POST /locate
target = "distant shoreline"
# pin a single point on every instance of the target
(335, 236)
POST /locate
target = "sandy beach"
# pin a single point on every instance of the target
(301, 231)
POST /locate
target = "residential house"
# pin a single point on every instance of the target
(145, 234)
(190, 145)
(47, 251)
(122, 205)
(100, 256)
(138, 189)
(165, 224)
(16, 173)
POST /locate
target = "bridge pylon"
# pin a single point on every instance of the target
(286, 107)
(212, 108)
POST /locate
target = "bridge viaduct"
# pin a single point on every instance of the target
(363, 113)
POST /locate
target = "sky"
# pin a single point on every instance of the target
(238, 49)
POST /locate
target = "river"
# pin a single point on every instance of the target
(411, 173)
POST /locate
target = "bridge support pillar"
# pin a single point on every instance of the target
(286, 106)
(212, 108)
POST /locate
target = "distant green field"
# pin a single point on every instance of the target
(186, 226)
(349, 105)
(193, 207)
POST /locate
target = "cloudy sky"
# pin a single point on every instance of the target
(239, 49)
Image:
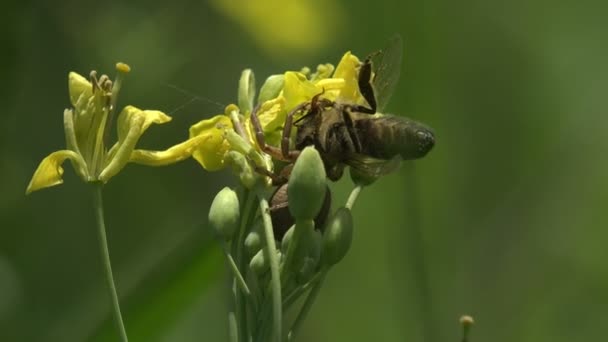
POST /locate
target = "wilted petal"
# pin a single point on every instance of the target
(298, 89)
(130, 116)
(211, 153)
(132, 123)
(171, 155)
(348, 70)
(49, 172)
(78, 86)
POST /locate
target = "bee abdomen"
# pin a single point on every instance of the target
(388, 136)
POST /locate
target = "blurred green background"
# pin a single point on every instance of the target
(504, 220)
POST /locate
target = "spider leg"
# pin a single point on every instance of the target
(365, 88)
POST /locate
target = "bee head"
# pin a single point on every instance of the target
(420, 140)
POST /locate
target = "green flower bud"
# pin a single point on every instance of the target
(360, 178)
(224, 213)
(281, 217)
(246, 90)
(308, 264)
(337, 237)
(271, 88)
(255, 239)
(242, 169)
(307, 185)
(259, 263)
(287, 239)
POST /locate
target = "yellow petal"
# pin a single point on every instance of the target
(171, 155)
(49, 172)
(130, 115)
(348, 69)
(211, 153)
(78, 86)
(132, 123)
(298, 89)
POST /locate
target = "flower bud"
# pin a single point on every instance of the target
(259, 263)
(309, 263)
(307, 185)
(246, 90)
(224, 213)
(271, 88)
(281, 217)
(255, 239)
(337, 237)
□ □ □
Work required: Copy every line above exactly, leaving no picture in the copy.

Answer area:
POST /locate
target = "distant shoreline"
# pin a single point on every instance of the target
(335, 236)
POST /locate
target = "sandy beach"
# pin a single point on every instance of the target
(301, 231)
POST /locate
target = "residential house"
# pin a single point on every instance of the target
(145, 234)
(190, 145)
(47, 251)
(122, 205)
(100, 256)
(138, 189)
(165, 224)
(16, 173)
POST /locate
target = "bridge pylon"
# pin a single point on every instance of the target
(286, 107)
(212, 108)
POST /locate
target = "bridge viaduct"
# pin a single point on every instance of the target
(363, 113)
POST /locate
target = "sky"
# pin a single point on every instance of the target
(238, 49)
POST /locate
target = "river"
# pin a single point on every instance of the target
(411, 173)
POST /locate
target = "bridge support pillar"
# pin a single point on every instance of the target
(286, 106)
(212, 108)
POST /locate
target = "distant green field"
# pin a single point on every instance of the target
(186, 226)
(349, 105)
(193, 207)
POST /locate
target = "cloudy sky"
# pin a single point on every instance of the target
(239, 49)
Image:
POST /locate
target = "wilted petal"
# pin a single point on every instance of the target
(298, 89)
(130, 116)
(211, 153)
(132, 123)
(171, 155)
(348, 70)
(49, 172)
(78, 86)
POST /locate
target = "bee abdomen"
# pin a single point on every instance of the target
(388, 136)
POST /locate
target = "blurred green background"
# pin a single point on every instance of the target
(504, 220)
POST /locate
target = "spider leg"
# pin a single point on every instance of the target
(365, 88)
POST /locate
target = "bee head"
# pin a single point on every instance of the target
(420, 140)
POST /locate
target = "green flower bud"
# pin a single point on every instance of the target
(360, 178)
(224, 213)
(281, 217)
(246, 90)
(308, 264)
(337, 237)
(271, 88)
(255, 239)
(242, 169)
(307, 185)
(259, 263)
(287, 239)
POST /locate
target = "yellow petal"
# pin a single point on every instance of the target
(171, 155)
(49, 172)
(130, 115)
(348, 69)
(211, 153)
(78, 86)
(132, 123)
(298, 89)
POST /locate
target = "flower bud"
# pin a single point on every instance of the target
(259, 263)
(309, 263)
(307, 185)
(246, 90)
(224, 213)
(271, 88)
(281, 217)
(255, 239)
(337, 237)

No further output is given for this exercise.